• Exercise aim
Among the lines of the records, please find those that contain the word "ground" and copy them.

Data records
# # # # # # #

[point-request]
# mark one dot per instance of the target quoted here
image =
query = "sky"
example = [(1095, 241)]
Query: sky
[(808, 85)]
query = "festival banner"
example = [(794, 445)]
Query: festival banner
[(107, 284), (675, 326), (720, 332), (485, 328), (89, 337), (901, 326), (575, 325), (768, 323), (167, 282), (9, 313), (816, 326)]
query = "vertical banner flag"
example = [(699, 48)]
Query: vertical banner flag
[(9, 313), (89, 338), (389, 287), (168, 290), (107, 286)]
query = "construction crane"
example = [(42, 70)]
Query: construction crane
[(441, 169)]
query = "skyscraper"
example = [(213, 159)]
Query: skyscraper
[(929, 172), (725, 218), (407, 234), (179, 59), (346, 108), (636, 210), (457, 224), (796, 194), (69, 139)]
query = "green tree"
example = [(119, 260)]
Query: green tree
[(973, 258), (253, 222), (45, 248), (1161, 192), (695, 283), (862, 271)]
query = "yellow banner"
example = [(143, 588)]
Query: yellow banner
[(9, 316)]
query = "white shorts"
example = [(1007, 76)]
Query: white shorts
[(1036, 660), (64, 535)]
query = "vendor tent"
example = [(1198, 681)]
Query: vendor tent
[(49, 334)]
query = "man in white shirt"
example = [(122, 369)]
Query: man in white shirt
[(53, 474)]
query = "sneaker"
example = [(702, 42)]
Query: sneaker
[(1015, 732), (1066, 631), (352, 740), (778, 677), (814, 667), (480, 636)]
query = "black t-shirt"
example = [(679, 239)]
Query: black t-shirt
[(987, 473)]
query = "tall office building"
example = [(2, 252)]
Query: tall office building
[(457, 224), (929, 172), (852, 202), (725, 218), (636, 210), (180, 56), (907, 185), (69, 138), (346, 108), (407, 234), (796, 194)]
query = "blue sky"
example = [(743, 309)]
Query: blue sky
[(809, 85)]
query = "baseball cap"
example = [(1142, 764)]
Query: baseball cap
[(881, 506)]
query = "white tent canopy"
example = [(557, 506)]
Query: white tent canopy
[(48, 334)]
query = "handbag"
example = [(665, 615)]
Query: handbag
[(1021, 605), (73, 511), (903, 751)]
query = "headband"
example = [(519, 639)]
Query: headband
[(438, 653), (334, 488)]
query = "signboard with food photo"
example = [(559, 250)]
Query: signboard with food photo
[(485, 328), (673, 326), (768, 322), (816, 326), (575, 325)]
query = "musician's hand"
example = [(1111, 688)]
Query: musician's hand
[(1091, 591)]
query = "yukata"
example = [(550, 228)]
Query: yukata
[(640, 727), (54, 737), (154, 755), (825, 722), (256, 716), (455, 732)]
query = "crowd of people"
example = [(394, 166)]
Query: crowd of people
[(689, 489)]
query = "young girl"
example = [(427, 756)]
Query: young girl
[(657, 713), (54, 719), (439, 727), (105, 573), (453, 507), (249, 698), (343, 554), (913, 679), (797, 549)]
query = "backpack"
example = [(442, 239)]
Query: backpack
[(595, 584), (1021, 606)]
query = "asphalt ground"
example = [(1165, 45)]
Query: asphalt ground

# # # # # # #

• Solution
query = "asphalt ground"
Query: asphalt ground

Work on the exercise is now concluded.